• Exercise description: Each entry below must be written out exactly, with pictures left out.

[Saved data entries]
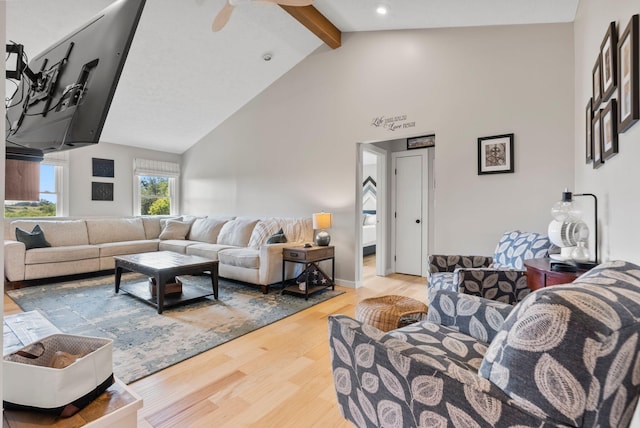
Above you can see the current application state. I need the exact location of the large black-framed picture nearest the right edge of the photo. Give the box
[618,14,640,133]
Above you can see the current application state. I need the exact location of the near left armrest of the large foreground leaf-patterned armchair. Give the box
[329,315,555,427]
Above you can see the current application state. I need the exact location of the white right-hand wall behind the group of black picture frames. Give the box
[574,0,640,263]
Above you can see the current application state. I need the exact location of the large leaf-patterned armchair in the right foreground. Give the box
[329,261,640,428]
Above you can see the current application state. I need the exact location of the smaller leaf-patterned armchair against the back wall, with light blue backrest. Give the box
[427,230,551,304]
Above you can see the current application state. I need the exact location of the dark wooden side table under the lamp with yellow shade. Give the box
[282,245,336,300]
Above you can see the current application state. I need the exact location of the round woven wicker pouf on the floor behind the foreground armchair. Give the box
[356,295,427,331]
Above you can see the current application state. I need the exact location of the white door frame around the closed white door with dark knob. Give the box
[390,149,431,277]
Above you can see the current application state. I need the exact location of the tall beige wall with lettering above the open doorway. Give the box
[183,24,574,283]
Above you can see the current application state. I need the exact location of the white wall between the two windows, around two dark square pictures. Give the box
[69,142,181,216]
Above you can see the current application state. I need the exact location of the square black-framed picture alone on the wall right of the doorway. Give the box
[478,134,515,175]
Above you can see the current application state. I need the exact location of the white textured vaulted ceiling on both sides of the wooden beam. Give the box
[6,0,578,153]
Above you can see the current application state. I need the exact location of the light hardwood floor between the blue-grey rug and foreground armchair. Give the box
[5,256,426,428]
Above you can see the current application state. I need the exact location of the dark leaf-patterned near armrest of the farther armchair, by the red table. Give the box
[453,268,531,305]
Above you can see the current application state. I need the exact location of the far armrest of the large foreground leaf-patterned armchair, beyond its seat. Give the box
[427,290,513,343]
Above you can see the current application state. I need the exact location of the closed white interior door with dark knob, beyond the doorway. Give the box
[394,155,426,275]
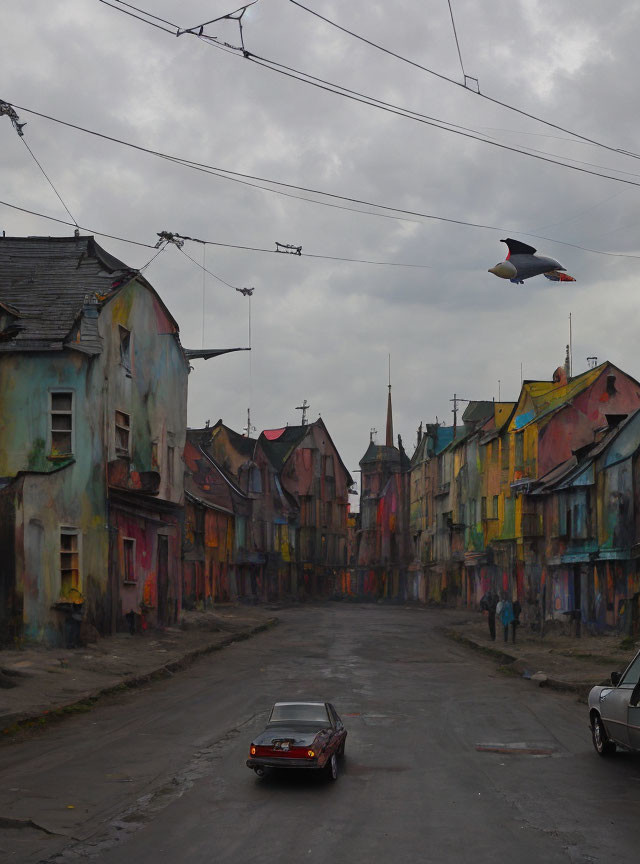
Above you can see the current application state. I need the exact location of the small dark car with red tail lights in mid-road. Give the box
[247,702,347,780]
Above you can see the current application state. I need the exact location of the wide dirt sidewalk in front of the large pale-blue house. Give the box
[0,605,278,736]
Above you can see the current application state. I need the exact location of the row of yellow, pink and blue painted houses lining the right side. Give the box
[404,363,640,630]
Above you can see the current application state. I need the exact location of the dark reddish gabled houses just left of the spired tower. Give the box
[199,419,352,600]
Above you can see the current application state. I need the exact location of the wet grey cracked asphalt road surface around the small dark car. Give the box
[0,603,640,864]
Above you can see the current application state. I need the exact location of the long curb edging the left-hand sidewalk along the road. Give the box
[0,618,280,740]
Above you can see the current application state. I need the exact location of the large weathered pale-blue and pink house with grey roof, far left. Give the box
[0,236,188,644]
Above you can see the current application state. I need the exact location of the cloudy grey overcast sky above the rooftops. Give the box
[0,0,640,496]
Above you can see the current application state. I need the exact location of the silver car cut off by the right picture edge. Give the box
[589,651,640,756]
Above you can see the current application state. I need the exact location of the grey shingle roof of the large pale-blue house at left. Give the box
[0,237,135,353]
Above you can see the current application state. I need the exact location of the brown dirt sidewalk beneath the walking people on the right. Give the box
[439,609,640,699]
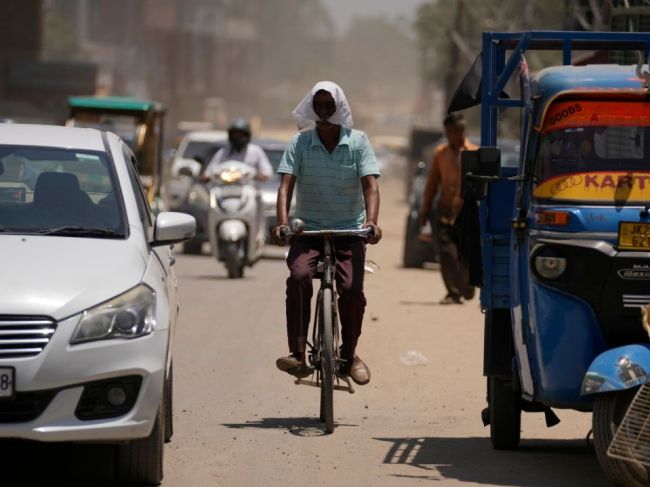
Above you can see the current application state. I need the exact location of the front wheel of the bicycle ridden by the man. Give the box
[318,289,336,433]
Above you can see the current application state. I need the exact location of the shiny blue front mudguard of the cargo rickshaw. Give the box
[581,344,650,396]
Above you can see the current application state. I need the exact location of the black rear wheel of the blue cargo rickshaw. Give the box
[488,377,521,450]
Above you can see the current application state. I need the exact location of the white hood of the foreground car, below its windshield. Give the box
[0,235,146,320]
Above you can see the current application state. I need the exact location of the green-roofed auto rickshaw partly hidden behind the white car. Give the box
[66,96,166,213]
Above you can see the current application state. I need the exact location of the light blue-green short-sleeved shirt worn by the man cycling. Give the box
[278,127,379,230]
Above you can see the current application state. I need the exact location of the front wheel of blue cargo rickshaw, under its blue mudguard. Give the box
[592,388,650,487]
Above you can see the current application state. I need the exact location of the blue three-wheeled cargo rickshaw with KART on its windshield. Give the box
[452,31,650,487]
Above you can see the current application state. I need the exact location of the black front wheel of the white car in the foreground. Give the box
[115,400,165,485]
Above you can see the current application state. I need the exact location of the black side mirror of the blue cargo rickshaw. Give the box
[460,147,501,199]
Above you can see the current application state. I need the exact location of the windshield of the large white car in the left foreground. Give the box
[0,146,126,238]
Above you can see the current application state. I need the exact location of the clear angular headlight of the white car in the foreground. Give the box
[70,284,155,344]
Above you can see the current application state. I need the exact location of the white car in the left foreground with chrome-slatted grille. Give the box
[0,124,195,484]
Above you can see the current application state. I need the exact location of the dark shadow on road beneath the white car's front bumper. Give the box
[0,440,125,487]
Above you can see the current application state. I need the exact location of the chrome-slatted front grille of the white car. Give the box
[0,315,56,360]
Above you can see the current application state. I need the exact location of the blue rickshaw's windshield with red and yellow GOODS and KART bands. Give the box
[534,101,650,204]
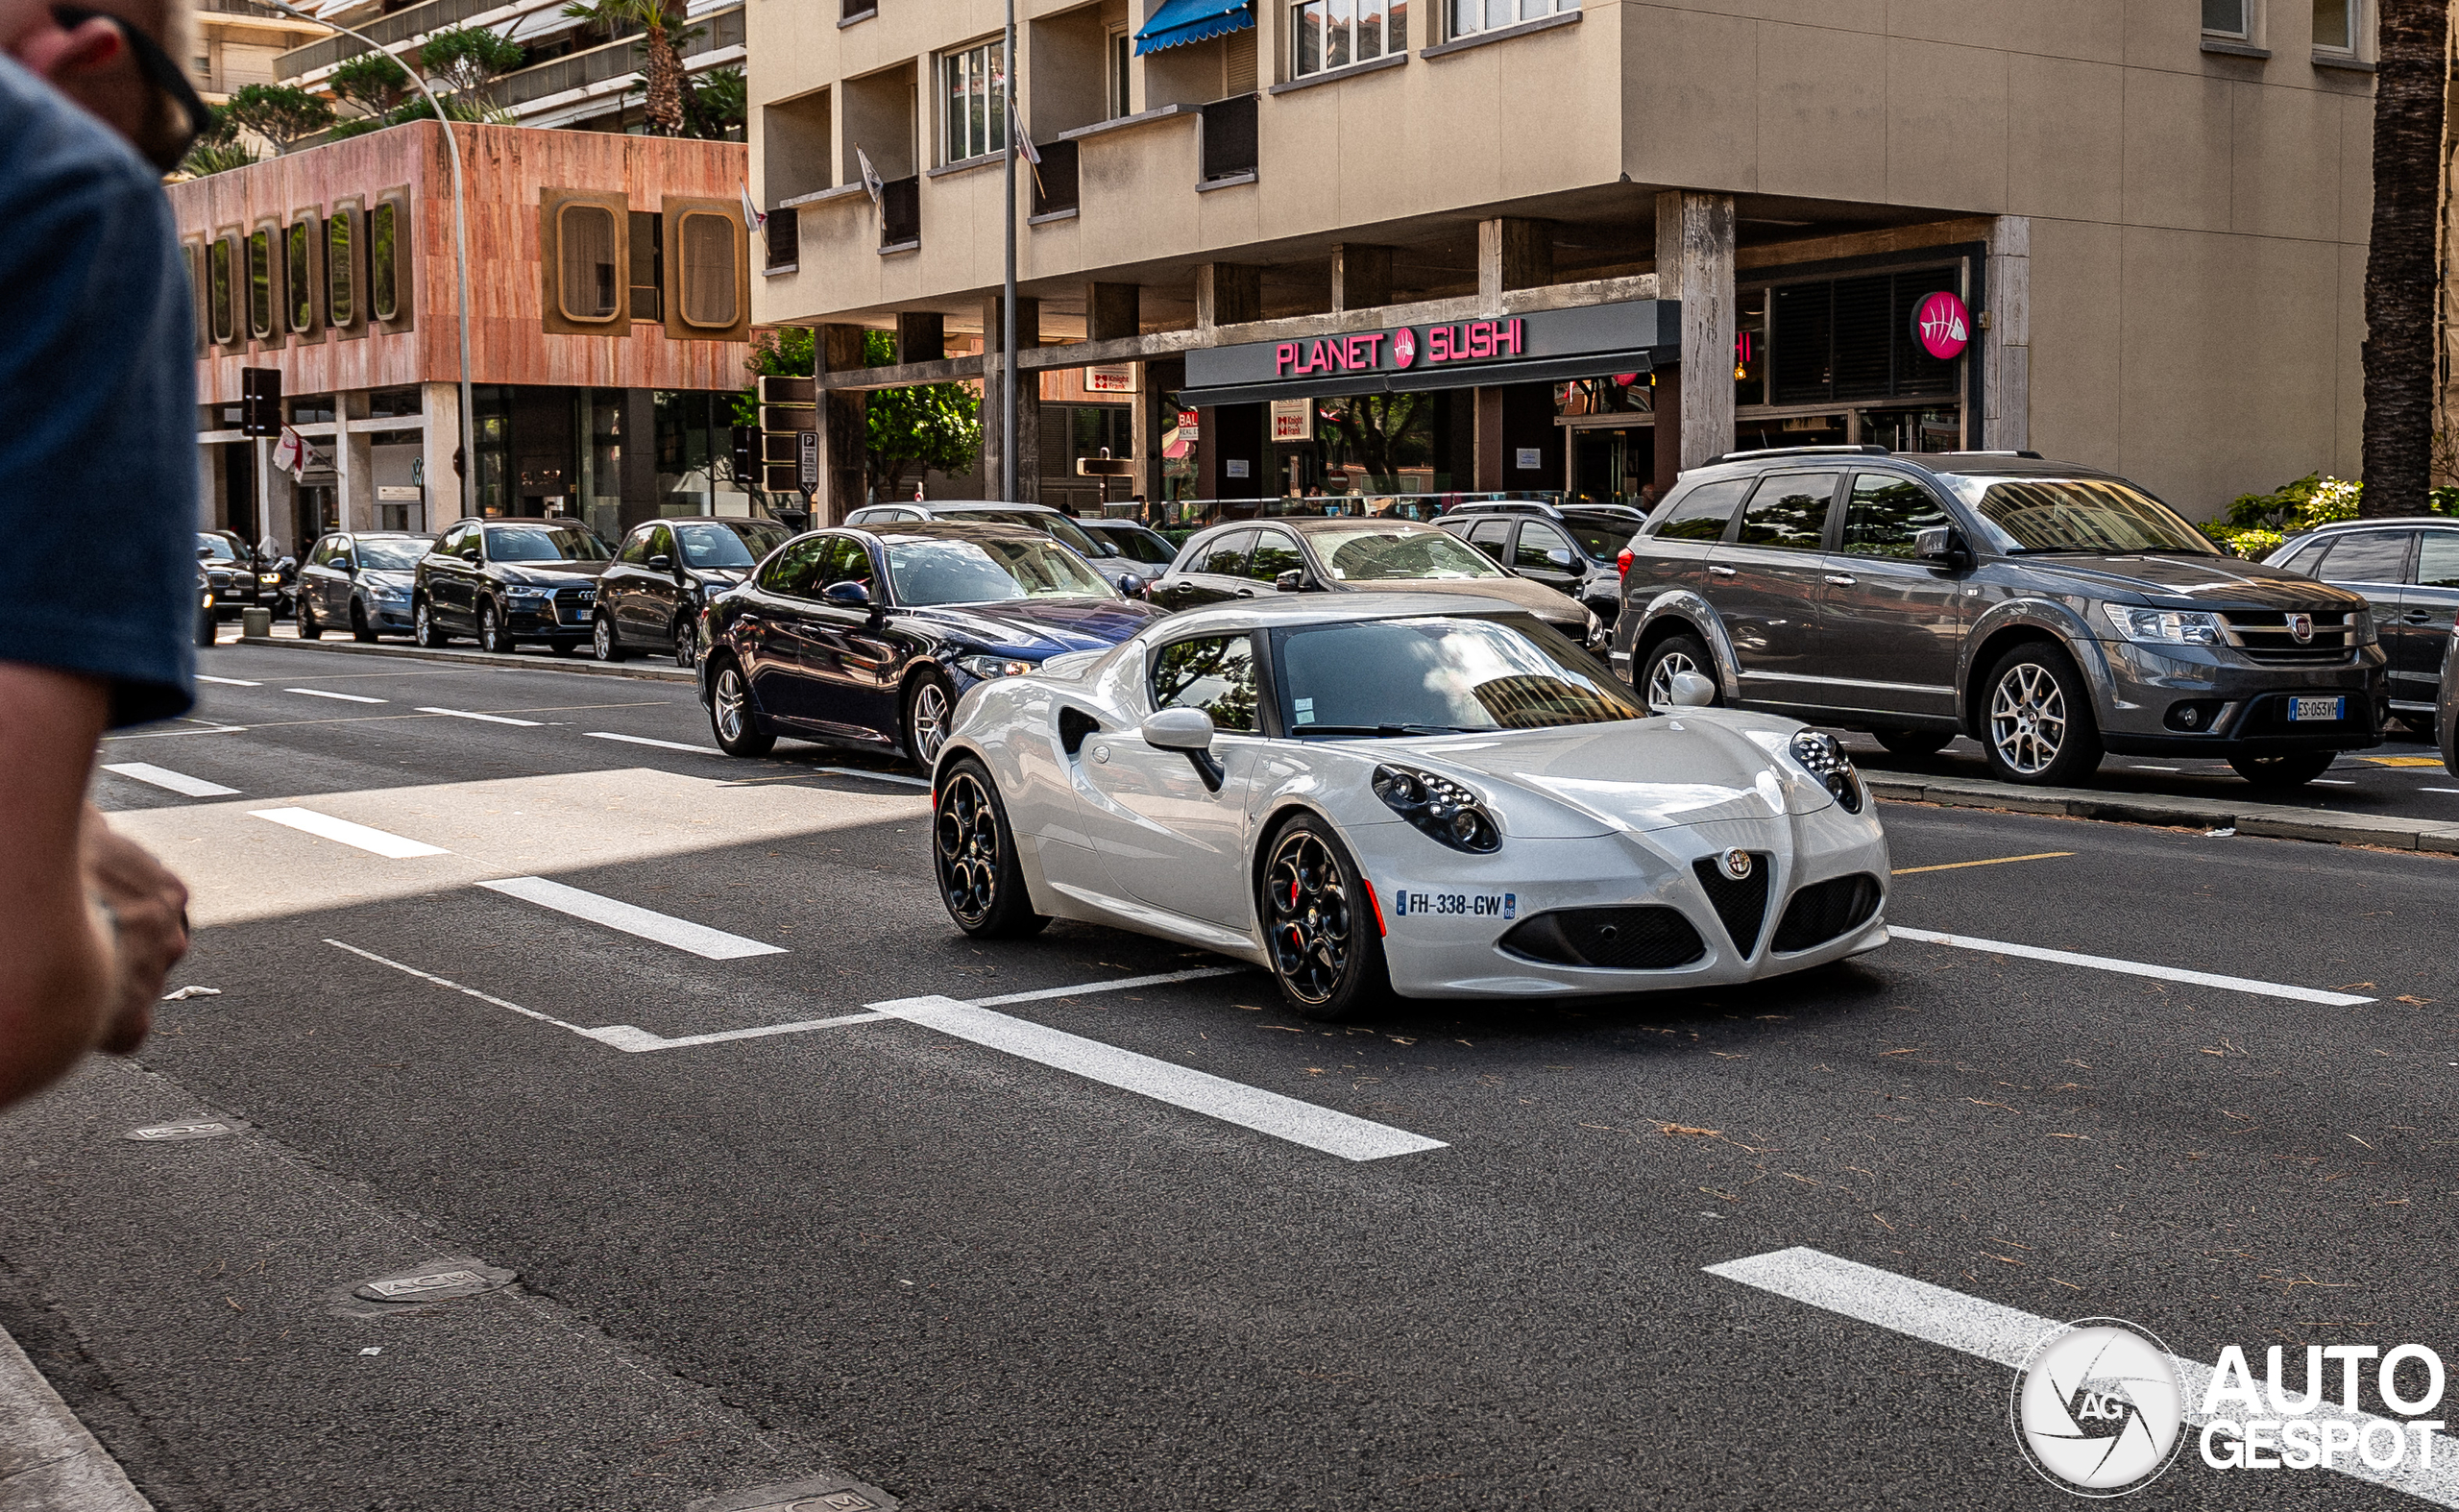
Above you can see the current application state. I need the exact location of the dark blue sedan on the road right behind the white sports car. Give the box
[701,522,1163,768]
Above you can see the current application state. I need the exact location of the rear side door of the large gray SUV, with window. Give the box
[1704,467,1844,708]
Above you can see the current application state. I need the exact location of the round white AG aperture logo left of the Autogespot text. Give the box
[2009,1318,2183,1498]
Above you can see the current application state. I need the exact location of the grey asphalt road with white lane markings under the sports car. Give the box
[0,646,2459,1512]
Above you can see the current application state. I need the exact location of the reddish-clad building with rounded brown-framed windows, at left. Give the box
[170,120,752,550]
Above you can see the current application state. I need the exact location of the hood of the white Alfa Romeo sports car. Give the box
[1372,711,1835,839]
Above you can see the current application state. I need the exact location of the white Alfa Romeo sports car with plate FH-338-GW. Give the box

• Solved exercise:
Above you can see the current application state. I need the exact location of the large black-framed picture nearest the right edge of the photo. Give the box
[618,14,640,133]
Above you can see the current application state. I need the exact location of the near left armrest of the large foreground leaf-patterned armchair. Give the box
[329,315,555,427]
Above you can see the current application state. I need the exact location of the white right-hand wall behind the group of black picture frames. Give the box
[574,0,640,263]
Above you can see the current application state. I need the exact location of the large leaf-patterned armchair in the right foreground. Give the box
[329,261,640,428]
Above you can see the current application state. I need the exact location of the smaller leaf-patterned armchair against the back wall, with light blue backrest. Give the box
[427,230,551,304]
Above you can see the current application state. I need the exact location of the dark wooden side table under the lamp with yellow shade. Give the box
[282,245,336,300]
Above you can see the current application state. I need the exact location of the round woven wicker pouf on the floor behind the foreground armchair. Give the box
[356,295,427,331]
Above you can see the current application state. I need the exact location of the white door frame around the closed white door with dark knob. Give the box
[390,149,431,277]
Above you can see the current application state. I need the exact location of the tall beige wall with lettering above the open doorway. Give the box
[183,24,574,283]
Above you can see the current application state. I need the exact location of the white wall between the two windows, around two dark square pictures. Give the box
[69,142,181,216]
Above you can see the current application state. I need the exact location of the square black-framed picture alone on the wall right of the doorway. Give the box
[478,134,515,175]
Above you can see the current application state. I need the exact location of the white textured vaulted ceiling on both sides of the wooden beam. Give the box
[6,0,578,153]
Above you can see the current application state. I need the exact location of the light hardwood floor between the blue-grey rug and foreground armchair. Give the box
[5,256,426,428]
Above you can see the current application state. I need the exact location of the dark leaf-patterned near armrest of the farther armchair, by the red table. Give the box
[453,268,531,305]
Above you can see the current application state. I need the exact location of the far armrest of the large foreground leaf-patterned armchair, beyond its seat. Give the box
[427,290,513,343]
Above you can see the current application state. I need the exact location of the closed white interior door with dark knob, beyond the doorway. Give the box
[394,155,426,275]
Above you can see the current application state. I need the exact location of the small dark car with red tail lights in mid-road. Give the box
[247,702,347,780]
Above you can see the current application state. I need the exact location of the wide dirt sidewalk in front of the large pale-blue house. Give the box
[0,605,278,736]
Above you can see the current application state. I need the exact location of the row of yellow, pink and blue painted houses lining the right side. Give the box
[404,363,640,630]
Above you can see the current application state. I need the exact location of the dark reddish gabled houses just left of the spired tower. Give the box
[199,419,352,600]
Above you can see the current application state. I need the exact location of the wet grey cracked asphalt road surface around the small dark car. Give the box
[0,603,640,864]
Above you can see the current application state. I need the exact location of the long curb edging the left-hand sidewalk along the road. Give the box
[0,618,280,740]
Above you can see the current application state. I need the exact location of the large weathered pale-blue and pink house with grey roof, far left. Give the box
[0,236,188,644]
Above you can see the current application state. I need the exact location of the cloudy grey overcast sky above the rooftops. Give the box
[0,0,640,496]
Above you can see the current application state. I need the exact location of the silver car cut off by the right picture edge. Give the box
[589,651,640,756]
Above you can see the current application state. I need the exact location of the grey shingle roof of the large pale-blue house at left. Give the box
[0,237,135,353]
Above you can see the current application state. I need the exact location of the brown dirt sidewalk beneath the walking people on the right. Give the box
[439,609,640,699]
Above you can see the current application state. I need the exact location of the front wheel of the bicycle ridden by the man. Give the box
[318,289,336,433]
Above you can see the current application state. I need the exact location of the shiny blue front mudguard of the cargo rickshaw. Give the box
[581,344,650,396]
Above you can see the current application state. I need the exact location of the black rear wheel of the blue cargo rickshaw. Give the box
[488,377,521,450]
Above you can see the current application state. I need the exact location of the white hood of the foreground car, below its windshield. Give the box
[0,235,146,320]
Above you can see the current application state. I need the exact location of the green-roofed auto rickshaw partly hidden behind the white car. Give the box
[66,96,166,213]
Above you can see the current application state. I need the exact location of the light blue-green short-sleeved shirt worn by the man cycling. Give the box
[278,127,379,230]
Above you can see the current application state. I need the exact location of the front wheel of blue cargo rickshaw, under its blue mudguard. Give the box
[592,388,650,487]
Above you can see the current application state. I need the exact location of the blue three-wheeled cargo rickshaw with KART on its windshield. Give the box
[452,31,650,487]
Above you can see the current application state. I need the exact location of the black front wheel of the white car in the foreground. Give the box
[115,400,165,485]
Above you can see the current application state. I need the exact location of the black side mirror of the blue cargo rickshaw. Give the box
[460,147,501,199]
Above you can see the current application state. I need the exact location of the windshield of the large white car in the left foreground. Give the box
[0,146,126,238]
Above you can see the current application state. I need the exact location of the clear angular headlight of the white car in the foreground. Give the box
[70,284,155,344]
Above you can see the current application state. I need the exact location of the white car in the left foreground with chrome-slatted grille. Give the box
[0,124,195,484]
Above you can see the current application state. I need the exact location of the dark shadow on road beneath the white car's front bumper. Give the box
[0,440,125,487]
Above you can see the current application state. I need the exact location of the chrome-slatted front grille of the white car. Give the box
[0,315,56,360]
Above you can see the current application state. I need the exact location of the blue rickshaw's windshield with red and yellow GOODS and KART bands. Give the box
[534,101,650,204]
Above you can see the current application state. I need the exact location of the dark blue sedan on the road right behind the white sports car. Give the box
[701,522,1163,768]
Above you can see the current application state. I need the exact location of the rear side door of the large gray SUV, with window. Give the box
[1704,467,1844,708]
Above you can see the current application state. I need the exact location of the round white AG aperture logo left of the Autogespot text. Give the box
[2009,1318,2183,1498]
Above you can see the current application state. I need the exact location of the grey asphalt road with white lane markings under the sports car. Give the box
[0,646,2459,1512]
Above you can see the current application state. I need the exact location of the reddish-clad building with rounded brown-framed windows, at left. Give the box
[170,120,752,550]
Above you can see the current application state. I need the exact location of the hood of the white Alfa Romeo sports car. Give the box
[1372,711,1835,839]
Above you can see the current application state. I need the exact location of the white Alfa Romeo sports car with plate FH-338-GW. Give the box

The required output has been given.